EXERCISE PROMPT:
Copy the lines verbatim, beginning with the line that contains "the porch column" and continuing through the end of the data, and only those lines.

DATASET EXCERPTS:
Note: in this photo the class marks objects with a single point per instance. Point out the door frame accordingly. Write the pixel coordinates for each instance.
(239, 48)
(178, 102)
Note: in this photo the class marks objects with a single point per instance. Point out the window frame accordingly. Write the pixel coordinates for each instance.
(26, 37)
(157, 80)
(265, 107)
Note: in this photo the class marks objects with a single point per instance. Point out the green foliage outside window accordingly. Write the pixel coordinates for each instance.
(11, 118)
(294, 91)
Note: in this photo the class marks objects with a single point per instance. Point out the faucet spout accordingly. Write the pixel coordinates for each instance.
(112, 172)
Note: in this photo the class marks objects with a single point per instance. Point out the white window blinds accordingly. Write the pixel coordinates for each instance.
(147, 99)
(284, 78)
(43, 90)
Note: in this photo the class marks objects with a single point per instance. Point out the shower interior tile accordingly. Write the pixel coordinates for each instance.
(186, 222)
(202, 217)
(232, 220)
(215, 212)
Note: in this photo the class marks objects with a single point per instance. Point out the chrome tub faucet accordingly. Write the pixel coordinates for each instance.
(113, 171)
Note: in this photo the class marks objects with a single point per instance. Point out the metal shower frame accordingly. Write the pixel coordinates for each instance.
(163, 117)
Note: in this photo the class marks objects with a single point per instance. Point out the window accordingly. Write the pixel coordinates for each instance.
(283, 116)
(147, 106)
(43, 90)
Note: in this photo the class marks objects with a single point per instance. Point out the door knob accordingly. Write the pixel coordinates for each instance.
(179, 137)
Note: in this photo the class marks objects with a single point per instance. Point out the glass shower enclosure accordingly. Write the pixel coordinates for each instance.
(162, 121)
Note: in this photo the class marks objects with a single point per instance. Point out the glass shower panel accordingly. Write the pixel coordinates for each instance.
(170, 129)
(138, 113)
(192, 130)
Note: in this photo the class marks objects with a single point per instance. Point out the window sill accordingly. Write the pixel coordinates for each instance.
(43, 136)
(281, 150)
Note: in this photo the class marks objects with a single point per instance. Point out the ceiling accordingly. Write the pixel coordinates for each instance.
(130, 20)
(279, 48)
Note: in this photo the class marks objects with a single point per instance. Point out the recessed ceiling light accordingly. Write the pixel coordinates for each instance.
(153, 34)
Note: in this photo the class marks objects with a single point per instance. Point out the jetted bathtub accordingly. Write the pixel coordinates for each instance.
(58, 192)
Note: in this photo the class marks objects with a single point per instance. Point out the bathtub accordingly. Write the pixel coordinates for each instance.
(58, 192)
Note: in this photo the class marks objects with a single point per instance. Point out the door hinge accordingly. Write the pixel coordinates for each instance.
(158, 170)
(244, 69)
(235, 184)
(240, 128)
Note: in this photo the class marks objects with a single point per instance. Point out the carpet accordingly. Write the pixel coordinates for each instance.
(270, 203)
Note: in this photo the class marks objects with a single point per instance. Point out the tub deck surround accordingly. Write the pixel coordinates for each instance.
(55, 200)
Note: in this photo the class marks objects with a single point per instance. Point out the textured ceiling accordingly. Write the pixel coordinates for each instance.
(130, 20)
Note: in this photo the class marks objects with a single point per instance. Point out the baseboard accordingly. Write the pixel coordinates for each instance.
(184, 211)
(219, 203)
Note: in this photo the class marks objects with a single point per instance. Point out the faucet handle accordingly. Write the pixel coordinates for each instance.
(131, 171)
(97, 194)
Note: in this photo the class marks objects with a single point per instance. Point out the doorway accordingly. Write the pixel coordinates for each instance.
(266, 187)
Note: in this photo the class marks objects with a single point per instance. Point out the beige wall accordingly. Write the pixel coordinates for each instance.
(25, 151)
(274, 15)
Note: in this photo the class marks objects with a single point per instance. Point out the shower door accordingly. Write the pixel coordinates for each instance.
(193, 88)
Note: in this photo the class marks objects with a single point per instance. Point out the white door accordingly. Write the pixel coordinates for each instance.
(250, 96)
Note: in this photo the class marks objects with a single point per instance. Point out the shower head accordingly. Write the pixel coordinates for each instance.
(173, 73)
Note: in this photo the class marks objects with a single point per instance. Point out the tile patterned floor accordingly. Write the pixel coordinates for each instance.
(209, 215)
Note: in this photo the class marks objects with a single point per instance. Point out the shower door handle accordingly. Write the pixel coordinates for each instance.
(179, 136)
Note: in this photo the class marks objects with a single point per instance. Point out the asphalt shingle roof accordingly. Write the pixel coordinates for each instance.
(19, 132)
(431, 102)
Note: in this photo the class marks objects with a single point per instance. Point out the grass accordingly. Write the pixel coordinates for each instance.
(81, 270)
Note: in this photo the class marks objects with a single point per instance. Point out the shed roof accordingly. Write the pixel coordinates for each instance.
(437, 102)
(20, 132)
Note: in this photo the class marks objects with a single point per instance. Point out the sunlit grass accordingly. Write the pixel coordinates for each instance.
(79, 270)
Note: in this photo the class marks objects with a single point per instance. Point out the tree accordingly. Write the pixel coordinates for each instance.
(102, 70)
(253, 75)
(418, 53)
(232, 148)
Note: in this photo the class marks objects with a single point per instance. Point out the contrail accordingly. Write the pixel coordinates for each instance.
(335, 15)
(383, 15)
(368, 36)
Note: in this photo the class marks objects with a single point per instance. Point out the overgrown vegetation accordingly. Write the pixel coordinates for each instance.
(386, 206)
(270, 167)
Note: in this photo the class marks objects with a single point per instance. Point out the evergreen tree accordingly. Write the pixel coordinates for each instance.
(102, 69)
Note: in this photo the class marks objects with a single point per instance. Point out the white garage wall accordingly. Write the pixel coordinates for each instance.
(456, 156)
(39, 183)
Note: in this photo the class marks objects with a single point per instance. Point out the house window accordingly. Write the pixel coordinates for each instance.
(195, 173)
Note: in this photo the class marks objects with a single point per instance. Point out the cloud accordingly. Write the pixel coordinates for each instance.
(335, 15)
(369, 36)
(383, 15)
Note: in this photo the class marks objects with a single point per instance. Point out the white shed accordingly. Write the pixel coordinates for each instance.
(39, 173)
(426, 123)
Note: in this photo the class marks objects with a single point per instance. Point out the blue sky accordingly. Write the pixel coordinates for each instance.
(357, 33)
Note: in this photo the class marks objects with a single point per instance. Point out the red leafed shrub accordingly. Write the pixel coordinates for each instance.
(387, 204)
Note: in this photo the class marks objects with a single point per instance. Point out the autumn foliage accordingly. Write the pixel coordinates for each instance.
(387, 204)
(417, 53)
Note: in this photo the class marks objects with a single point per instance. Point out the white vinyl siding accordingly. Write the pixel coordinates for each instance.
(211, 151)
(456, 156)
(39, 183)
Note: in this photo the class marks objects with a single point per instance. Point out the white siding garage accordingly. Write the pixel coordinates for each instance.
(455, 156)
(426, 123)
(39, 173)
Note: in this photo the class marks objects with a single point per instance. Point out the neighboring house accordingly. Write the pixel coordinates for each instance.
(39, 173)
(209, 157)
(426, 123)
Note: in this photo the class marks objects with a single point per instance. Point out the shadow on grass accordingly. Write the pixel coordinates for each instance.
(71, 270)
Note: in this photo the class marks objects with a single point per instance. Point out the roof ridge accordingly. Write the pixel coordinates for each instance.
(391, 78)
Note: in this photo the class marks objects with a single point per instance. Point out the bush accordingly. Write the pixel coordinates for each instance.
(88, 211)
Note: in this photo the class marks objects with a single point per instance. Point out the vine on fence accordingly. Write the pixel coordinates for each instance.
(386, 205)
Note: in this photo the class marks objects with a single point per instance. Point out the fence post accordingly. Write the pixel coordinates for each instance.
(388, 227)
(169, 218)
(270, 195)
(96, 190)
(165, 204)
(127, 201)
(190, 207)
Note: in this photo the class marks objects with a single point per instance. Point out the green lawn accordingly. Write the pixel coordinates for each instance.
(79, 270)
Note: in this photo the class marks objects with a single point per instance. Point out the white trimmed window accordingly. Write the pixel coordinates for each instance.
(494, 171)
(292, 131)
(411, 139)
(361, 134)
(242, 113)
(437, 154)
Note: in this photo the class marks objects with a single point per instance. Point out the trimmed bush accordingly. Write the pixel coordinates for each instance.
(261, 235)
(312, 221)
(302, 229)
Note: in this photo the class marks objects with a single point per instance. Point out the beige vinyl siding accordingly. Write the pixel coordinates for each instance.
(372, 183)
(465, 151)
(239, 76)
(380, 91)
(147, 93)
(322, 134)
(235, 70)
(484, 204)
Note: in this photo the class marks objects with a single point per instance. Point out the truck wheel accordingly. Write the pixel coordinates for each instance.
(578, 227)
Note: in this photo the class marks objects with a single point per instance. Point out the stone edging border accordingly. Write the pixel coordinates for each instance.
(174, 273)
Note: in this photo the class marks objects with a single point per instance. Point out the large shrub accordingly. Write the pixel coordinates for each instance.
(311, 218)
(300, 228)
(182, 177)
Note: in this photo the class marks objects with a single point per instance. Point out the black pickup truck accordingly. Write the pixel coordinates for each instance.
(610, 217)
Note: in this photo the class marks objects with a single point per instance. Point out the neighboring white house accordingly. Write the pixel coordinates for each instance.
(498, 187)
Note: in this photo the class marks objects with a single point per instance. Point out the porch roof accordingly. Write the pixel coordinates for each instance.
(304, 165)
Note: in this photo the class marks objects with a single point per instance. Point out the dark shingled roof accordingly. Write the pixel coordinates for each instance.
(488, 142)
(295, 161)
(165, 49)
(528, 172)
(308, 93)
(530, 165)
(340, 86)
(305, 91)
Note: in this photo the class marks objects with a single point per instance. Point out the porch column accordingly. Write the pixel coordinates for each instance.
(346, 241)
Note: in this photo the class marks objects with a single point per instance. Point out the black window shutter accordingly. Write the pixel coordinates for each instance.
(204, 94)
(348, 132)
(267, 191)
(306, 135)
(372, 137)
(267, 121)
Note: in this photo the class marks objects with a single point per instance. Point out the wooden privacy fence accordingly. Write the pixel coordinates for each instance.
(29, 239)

EXERCISE RESPONSE:
Note: in this photo the class marks objects with a single point per instance. Point out the porch column accordingly. Write the pixel coordinates for each instance.
(346, 241)
Note: in this photo the class marks objects with a single point per instance. Point out the black window shutter accordingly. Write the pixel coordinates for each instance.
(204, 94)
(348, 132)
(267, 191)
(306, 135)
(372, 137)
(267, 121)
Note: in this photo the class marks objects with a single point per instance. Point out the wooden privacy fence accordingly. Write the pixel coordinates for each instance.
(29, 239)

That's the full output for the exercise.